Excerpted records:
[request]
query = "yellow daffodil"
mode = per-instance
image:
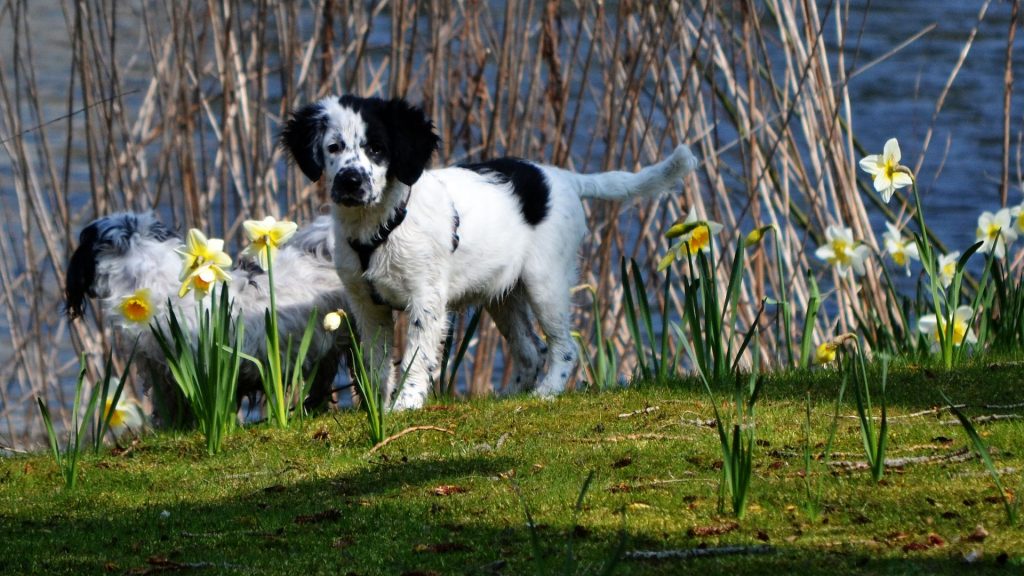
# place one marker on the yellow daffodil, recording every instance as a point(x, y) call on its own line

What the exercise asks:
Copy the lines above without changing anything, and leave the picture out of your answer.

Exercise answer:
[request]
query = "yellow daffodil"
mode = per-instance
image:
# place one marker on the yellow daffodil, recording every instance as a point(x, y) call on its own line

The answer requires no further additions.